++++ Given information ++++
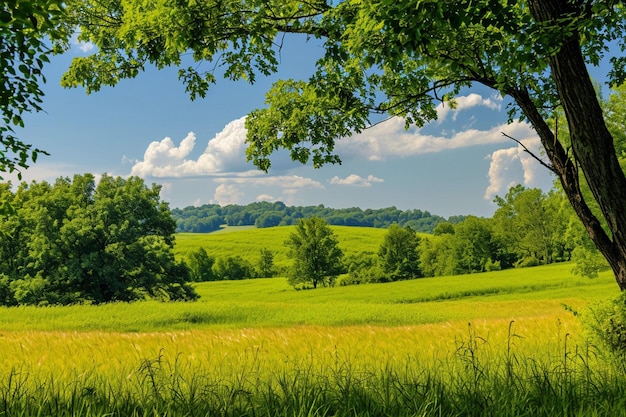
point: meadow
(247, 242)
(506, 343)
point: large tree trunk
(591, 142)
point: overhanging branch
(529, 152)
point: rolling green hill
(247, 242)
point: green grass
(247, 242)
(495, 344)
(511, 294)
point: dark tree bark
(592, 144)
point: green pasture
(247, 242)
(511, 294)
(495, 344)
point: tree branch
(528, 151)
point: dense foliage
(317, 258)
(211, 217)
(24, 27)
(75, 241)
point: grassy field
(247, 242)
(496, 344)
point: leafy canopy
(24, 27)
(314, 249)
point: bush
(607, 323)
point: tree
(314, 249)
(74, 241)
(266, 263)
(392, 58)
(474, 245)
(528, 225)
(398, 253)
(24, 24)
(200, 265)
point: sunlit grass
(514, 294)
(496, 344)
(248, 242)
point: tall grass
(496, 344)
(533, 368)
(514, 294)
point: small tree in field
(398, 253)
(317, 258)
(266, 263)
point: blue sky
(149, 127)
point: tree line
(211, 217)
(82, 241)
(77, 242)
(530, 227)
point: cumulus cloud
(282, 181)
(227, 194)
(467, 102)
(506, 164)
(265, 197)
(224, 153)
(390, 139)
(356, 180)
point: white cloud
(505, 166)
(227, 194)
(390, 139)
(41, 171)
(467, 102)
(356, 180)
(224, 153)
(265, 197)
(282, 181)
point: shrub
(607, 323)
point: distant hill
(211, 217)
++++
++++ Given information ++++
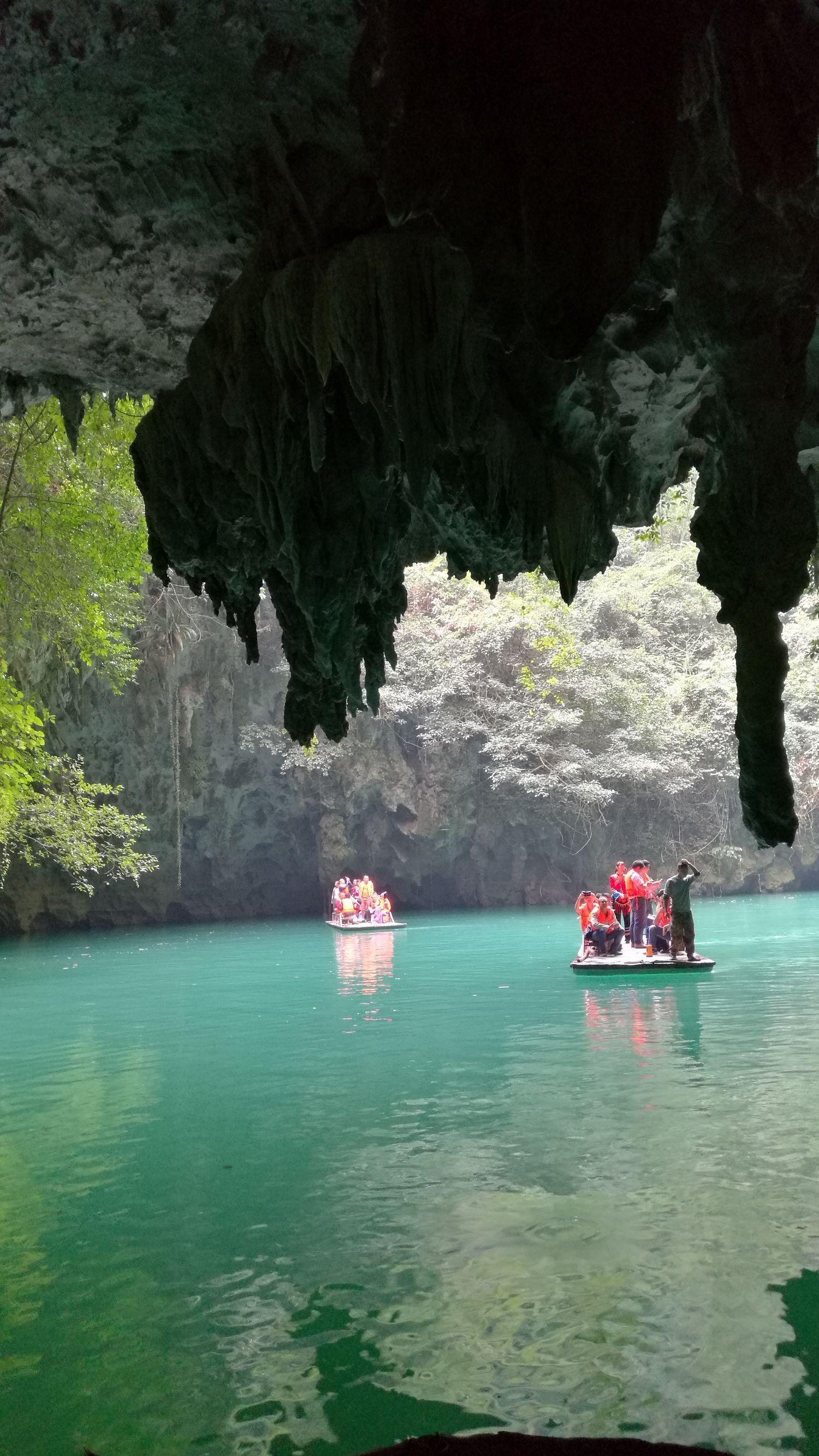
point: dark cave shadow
++++
++++ Given information ++++
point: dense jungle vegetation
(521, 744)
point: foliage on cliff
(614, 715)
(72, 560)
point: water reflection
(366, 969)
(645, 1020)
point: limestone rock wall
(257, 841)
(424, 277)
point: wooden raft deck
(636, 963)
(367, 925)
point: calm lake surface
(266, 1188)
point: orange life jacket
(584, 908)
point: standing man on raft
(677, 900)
++++
▶ Stated goal
Find each row that contains the word "cloud" and copy those rows out in full.

▶ Result of this task
point: cumulus cloud
point: white cloud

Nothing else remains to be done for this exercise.